## Consigne 1
D'après le texte sur la laïcité, quel philosophe a donné son sens à l'esprit laïque en France ?
## Consigne 2
Relevez tous les adjectifs qui qualifient l'éducation que suppose la République chez Rousseau, selon le texte sur la laïcité.

Résultat de recherche d'images pour "laique"

  • Par quel tour de passe-passe la laïcité a fini par devenir une valeur quasi exclusivement de droite en France ? Pour comprendre cette curieuse distorsion, il faut revenir à ce qu’est, pour la vulgate libérale, la conscience politique. Ce détour est indispensable. Car contrairement à ce que l’on pourrait croire, la laïcité, avant d’être une question de principe et de loi, est une question d’esprit.

 

  • L’idée de République chez Rousseau n’a pas à se soumettre à un impératif moral, elle n’est pas une dépendance de l’impératif catégorique. Elle est politique, laïque, car essentiellement démocratique. Elle suppose une éducation à la liberté, critique, pratique et donc révolutionnaire. Jean-Jacques Rousseau, aimé ou haï, est en France le philosophe qui a donné son sens à l’esprit laïque. Il avait compris que la liberté de l’homme ne pouvait se réaliser politiquement sans l’éducation d’une conscience réfractaire aux pouvoirs mondains qui se nourrissent de la séparation des consciences. Cette séparation est avant tout guidée par des intérêts partisans qui n’ont aucune raison de vouloir l’unité des consciences sans laquelle il ne saurait y avoir de République.

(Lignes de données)
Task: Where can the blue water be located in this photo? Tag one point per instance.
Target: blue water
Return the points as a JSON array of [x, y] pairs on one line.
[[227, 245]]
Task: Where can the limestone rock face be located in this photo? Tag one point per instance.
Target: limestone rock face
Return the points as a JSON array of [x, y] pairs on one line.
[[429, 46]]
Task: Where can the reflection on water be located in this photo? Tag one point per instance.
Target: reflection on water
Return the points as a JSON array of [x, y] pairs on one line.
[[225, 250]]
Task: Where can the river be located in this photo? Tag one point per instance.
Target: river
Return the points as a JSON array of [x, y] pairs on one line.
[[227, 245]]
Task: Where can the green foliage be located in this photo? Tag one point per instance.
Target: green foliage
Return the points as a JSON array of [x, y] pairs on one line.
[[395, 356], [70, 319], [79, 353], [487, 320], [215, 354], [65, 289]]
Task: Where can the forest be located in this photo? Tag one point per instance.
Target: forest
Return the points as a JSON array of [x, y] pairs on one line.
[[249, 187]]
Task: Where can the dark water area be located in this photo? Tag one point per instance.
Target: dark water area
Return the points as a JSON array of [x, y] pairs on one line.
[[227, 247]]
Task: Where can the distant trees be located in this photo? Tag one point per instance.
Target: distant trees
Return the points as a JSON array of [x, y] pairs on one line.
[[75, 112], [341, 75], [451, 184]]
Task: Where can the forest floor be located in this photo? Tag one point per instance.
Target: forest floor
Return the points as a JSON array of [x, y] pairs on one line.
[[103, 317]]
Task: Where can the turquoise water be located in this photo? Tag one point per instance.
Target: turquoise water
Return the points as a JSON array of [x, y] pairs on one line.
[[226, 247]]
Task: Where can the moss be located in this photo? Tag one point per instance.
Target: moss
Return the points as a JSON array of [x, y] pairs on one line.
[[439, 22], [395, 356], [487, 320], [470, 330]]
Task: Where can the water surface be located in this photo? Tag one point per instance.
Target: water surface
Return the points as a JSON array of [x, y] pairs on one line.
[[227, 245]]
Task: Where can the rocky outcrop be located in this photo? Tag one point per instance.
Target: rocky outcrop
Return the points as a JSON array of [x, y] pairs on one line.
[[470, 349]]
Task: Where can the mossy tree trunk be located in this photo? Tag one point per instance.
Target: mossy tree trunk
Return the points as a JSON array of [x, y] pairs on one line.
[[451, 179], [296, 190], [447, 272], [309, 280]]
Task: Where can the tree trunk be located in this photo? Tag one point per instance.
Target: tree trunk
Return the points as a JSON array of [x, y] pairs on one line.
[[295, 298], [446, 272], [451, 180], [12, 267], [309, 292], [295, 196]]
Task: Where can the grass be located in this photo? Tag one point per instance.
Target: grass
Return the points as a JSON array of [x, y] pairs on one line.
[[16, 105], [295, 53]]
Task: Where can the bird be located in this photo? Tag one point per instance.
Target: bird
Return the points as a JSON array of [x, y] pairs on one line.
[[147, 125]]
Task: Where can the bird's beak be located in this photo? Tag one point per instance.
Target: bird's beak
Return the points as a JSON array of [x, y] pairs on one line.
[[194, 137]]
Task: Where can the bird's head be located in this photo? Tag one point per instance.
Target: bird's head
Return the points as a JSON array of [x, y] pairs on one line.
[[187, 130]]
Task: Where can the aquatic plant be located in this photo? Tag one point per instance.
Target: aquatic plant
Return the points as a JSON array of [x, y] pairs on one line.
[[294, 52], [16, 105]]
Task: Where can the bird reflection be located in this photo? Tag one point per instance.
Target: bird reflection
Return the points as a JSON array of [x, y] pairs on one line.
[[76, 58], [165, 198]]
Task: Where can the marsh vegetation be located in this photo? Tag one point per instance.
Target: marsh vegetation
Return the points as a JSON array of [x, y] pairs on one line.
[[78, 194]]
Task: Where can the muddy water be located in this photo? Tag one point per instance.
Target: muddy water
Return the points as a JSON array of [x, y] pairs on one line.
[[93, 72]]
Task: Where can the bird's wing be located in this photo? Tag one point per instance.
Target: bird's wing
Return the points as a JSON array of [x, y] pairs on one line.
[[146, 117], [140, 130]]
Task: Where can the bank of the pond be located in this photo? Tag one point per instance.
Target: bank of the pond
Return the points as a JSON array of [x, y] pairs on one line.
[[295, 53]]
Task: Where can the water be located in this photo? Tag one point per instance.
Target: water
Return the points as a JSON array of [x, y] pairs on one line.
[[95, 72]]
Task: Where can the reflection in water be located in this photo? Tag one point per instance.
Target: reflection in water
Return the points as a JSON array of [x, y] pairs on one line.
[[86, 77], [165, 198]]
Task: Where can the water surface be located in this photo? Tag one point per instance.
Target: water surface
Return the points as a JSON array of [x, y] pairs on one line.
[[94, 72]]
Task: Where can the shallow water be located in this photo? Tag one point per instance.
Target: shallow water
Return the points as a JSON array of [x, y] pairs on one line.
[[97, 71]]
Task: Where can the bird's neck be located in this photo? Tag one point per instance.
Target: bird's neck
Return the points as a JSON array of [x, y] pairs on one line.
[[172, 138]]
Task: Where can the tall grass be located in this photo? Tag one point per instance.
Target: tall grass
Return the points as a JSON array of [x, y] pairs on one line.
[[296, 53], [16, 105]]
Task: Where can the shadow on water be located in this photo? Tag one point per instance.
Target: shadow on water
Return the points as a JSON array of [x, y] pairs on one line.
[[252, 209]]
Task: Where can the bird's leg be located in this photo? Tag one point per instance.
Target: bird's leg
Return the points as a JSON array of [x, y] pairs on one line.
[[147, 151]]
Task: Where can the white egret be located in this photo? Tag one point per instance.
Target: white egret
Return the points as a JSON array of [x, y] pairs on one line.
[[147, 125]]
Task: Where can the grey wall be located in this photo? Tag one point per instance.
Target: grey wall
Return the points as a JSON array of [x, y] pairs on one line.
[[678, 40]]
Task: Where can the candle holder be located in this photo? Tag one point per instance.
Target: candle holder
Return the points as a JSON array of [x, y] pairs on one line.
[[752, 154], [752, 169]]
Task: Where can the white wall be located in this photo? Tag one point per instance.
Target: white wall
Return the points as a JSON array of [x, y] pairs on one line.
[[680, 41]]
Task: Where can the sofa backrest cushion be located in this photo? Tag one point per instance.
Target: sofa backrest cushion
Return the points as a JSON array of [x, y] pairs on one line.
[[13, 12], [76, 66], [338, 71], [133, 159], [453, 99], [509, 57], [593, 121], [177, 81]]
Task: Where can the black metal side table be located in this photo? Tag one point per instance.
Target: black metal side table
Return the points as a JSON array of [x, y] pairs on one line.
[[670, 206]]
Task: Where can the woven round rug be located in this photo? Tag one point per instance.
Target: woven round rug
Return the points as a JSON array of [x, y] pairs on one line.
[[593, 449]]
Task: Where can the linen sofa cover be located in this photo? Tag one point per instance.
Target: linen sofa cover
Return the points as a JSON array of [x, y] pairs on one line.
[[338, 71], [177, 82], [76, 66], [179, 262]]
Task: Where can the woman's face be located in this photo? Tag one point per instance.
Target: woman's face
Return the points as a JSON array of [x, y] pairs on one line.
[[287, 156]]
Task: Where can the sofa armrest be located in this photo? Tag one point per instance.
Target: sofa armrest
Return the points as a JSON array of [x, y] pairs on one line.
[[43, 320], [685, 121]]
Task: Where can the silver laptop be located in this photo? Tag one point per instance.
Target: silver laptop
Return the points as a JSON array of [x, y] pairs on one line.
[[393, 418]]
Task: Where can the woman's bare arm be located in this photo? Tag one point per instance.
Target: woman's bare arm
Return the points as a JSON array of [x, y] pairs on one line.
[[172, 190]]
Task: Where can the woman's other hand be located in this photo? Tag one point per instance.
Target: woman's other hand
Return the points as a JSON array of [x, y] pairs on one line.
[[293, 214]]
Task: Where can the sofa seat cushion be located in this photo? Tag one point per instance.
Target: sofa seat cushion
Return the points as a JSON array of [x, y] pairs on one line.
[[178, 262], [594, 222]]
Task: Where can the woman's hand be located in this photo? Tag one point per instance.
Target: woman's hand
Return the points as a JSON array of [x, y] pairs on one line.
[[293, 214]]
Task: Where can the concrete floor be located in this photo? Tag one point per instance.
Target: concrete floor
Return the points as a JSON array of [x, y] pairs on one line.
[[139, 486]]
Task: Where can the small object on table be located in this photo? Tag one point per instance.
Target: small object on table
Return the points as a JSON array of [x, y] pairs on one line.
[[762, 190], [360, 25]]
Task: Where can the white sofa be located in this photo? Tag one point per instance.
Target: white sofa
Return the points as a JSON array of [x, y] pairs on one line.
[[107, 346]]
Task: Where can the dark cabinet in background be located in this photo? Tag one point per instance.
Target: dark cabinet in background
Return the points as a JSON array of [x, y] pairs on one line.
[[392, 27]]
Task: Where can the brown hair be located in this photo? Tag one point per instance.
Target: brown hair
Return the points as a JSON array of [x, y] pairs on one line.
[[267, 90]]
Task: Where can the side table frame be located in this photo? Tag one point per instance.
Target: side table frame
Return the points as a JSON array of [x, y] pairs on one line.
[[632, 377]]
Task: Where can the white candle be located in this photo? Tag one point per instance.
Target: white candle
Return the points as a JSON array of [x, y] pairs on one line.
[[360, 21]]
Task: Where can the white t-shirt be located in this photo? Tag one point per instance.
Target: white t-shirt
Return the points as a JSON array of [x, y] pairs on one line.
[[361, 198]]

## Réponse rédigée 1
Jean-Jacques Rousseau.

## Réponse rédigée 2
Critique, pratique, révolutionnaire.